---- Material supplied

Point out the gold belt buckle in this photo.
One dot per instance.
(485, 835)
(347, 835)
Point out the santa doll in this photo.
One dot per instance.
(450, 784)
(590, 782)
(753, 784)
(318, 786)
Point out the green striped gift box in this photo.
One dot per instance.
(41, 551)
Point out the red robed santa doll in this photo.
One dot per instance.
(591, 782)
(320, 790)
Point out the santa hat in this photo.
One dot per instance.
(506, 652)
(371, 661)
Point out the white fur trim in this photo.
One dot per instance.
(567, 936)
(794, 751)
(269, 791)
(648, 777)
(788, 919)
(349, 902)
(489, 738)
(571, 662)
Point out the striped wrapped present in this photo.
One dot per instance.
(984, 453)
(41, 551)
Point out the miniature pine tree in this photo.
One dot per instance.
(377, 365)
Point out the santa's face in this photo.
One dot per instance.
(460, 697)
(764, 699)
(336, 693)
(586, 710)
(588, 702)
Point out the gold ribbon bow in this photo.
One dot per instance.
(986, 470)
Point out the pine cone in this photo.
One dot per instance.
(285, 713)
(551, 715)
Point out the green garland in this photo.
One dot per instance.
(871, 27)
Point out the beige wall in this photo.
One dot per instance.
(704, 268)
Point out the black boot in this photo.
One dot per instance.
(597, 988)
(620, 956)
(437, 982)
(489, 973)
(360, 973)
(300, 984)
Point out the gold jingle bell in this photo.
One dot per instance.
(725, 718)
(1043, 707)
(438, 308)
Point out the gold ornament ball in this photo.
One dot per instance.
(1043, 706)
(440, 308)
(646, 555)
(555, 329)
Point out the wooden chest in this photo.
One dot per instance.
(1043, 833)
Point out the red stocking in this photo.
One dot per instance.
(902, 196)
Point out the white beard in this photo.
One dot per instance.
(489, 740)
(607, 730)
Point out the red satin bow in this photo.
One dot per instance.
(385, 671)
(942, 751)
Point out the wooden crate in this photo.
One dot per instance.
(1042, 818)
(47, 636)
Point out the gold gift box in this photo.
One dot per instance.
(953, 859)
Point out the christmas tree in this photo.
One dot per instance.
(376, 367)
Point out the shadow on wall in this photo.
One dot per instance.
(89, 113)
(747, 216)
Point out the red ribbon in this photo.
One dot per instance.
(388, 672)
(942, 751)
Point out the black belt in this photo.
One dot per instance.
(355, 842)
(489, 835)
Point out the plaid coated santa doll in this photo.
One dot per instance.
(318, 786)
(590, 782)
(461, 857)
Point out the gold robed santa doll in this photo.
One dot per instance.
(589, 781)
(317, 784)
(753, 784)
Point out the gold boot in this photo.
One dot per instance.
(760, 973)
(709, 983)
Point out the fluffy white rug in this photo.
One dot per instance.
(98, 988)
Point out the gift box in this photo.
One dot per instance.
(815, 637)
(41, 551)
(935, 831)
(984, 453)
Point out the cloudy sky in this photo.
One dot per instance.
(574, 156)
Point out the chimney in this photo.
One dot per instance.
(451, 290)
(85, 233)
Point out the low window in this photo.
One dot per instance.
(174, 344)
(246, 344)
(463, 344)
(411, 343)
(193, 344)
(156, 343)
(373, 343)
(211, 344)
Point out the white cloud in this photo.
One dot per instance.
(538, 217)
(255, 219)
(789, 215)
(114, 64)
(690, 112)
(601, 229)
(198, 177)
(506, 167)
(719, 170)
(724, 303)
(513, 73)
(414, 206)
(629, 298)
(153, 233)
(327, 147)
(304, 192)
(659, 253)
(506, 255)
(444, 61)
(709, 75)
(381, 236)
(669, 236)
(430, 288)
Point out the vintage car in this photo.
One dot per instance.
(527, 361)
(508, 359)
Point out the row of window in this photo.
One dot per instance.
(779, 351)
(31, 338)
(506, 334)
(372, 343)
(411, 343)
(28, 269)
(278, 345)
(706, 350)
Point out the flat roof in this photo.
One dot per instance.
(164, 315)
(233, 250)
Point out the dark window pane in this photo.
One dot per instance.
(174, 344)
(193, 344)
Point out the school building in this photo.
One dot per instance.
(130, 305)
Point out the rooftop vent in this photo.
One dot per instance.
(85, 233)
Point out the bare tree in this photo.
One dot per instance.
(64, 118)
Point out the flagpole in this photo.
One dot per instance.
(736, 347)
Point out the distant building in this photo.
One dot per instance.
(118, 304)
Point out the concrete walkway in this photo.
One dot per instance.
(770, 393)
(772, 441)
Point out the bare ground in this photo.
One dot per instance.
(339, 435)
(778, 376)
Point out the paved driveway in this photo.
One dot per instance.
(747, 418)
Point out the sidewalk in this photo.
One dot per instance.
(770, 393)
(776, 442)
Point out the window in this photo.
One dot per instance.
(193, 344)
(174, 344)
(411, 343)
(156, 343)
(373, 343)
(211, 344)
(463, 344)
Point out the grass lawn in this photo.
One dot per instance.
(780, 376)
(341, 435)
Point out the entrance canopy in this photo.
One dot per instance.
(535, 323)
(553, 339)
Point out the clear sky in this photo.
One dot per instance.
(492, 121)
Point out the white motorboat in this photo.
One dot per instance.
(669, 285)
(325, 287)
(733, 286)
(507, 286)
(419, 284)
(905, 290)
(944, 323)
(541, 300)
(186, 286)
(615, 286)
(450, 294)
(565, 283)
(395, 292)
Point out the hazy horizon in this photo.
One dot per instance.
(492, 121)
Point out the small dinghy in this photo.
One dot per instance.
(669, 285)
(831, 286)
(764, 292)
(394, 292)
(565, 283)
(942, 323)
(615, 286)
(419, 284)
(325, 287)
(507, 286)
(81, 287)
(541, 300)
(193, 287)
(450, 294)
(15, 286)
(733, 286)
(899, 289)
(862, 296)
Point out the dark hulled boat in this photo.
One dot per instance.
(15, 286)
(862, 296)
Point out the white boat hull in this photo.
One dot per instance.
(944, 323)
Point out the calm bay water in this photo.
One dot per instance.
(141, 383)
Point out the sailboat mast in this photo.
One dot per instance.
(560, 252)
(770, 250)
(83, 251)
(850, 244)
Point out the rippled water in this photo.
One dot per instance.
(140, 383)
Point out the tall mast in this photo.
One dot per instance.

--------

• _Your objective_
What you give back must be the stretch above, starting at the line with "Point out the white cloud in this photo." and ending at the line with "Point out the vintage car in this photo.", copied exactly.

• _Task result_
Point out the white cloud in this photo.
One dot per instance.
(538, 217)
(255, 219)
(789, 215)
(114, 64)
(690, 112)
(601, 229)
(198, 177)
(506, 167)
(719, 170)
(724, 303)
(513, 73)
(414, 206)
(629, 298)
(153, 233)
(327, 147)
(304, 192)
(659, 253)
(506, 255)
(444, 61)
(709, 75)
(381, 236)
(669, 236)
(430, 288)
Point out the vintage car in this photo.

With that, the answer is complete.